» **Task description**: All lines that hold the string "forest" should be copied. Find them in the listing below.

[Provided entries]

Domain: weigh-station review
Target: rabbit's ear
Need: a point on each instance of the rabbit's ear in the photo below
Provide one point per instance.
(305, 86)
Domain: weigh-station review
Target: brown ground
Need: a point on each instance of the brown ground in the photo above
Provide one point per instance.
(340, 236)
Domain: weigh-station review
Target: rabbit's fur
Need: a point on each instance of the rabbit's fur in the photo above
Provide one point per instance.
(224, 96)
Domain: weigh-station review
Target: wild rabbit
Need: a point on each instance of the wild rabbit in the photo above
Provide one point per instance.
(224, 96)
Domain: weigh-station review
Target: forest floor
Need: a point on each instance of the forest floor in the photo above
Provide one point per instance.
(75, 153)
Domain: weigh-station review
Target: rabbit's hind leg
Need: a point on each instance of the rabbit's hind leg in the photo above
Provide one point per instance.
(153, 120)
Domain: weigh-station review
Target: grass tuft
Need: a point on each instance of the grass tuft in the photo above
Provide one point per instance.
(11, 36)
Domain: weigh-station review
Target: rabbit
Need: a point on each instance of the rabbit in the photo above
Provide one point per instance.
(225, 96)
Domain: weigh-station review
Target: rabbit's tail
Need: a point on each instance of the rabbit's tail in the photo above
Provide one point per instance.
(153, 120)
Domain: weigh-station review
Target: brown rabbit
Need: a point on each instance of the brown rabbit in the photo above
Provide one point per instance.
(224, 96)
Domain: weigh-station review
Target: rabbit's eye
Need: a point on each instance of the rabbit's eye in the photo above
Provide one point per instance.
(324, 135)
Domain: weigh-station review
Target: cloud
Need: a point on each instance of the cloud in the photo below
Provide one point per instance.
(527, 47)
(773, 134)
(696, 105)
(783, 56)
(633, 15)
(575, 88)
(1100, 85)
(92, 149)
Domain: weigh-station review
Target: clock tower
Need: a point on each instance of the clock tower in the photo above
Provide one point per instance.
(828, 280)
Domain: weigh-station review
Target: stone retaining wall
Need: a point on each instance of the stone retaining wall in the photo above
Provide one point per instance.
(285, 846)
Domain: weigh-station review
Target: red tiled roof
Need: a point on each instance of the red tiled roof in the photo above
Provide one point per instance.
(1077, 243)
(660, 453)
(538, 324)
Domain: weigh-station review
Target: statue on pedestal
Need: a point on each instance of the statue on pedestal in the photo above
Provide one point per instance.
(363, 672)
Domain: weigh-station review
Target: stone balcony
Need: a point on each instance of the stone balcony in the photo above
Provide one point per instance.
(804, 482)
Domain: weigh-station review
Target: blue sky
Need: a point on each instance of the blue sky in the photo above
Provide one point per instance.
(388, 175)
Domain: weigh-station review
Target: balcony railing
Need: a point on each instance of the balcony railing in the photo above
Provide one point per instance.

[/Provided entries]

» **Output of the task**:
Target: forest floor
Need: a point on each instance of the forest floor in the photo above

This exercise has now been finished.